:: WHAT YOU WILL DO ::
In the data, find each line where the word "face" appears and list that line.
START GIVEN RECORDS
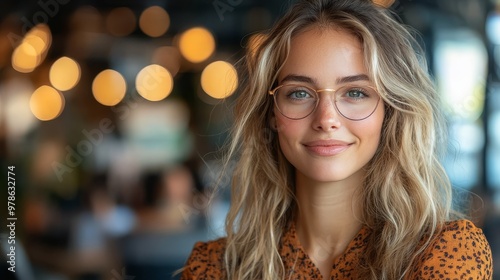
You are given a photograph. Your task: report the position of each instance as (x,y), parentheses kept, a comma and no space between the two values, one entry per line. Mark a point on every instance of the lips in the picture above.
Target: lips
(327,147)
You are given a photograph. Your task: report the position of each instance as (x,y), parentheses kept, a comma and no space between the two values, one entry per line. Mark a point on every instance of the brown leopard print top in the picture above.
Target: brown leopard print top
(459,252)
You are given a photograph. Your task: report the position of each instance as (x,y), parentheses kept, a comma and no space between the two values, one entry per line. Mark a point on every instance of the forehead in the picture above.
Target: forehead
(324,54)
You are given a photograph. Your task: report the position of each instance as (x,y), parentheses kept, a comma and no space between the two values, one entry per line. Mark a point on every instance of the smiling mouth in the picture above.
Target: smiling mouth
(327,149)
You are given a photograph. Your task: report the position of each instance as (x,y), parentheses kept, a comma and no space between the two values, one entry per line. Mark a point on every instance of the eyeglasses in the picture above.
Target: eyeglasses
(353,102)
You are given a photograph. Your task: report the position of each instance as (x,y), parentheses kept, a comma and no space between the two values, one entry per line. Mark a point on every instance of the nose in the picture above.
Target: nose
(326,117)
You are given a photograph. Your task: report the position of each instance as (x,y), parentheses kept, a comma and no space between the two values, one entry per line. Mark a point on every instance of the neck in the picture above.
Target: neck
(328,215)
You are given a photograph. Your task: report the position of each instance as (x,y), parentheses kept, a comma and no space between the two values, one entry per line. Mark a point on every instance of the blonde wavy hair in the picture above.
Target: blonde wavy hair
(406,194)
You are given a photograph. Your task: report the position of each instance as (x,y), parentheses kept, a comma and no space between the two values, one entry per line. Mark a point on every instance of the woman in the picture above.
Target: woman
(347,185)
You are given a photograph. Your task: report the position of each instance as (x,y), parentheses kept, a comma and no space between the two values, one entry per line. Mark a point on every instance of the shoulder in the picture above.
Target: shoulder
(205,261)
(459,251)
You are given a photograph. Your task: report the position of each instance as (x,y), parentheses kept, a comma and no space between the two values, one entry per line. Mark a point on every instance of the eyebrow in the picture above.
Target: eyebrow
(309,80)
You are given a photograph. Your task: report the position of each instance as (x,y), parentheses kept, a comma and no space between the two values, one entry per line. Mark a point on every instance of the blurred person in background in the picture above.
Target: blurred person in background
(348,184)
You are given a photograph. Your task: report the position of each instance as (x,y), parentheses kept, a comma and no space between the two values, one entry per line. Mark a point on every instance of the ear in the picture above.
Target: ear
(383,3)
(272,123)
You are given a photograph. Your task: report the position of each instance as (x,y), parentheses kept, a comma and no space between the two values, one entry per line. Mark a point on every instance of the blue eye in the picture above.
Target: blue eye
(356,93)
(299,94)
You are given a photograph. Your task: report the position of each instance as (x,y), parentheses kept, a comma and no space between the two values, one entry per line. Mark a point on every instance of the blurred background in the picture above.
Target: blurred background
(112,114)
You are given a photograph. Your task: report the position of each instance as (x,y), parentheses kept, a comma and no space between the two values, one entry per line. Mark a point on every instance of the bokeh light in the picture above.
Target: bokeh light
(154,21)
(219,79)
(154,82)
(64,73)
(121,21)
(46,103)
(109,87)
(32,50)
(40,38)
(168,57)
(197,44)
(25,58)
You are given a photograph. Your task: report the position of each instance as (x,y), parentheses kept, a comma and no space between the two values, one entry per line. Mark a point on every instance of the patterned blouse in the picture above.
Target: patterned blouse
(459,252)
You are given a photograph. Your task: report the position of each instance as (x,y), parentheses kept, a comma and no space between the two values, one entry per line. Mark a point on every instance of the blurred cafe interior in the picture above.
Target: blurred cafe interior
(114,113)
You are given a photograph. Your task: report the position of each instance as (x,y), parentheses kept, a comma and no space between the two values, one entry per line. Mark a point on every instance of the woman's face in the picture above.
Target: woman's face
END GIVEN RECORDS
:: WRITTEN ANSWER ::
You are given a photograph. Your task: report the position of each instance as (x,y), parentheses kept, a comma and no space between the two values, one entry per line. Mark a point on every instance of the woman's face in the picture above.
Target: woman's face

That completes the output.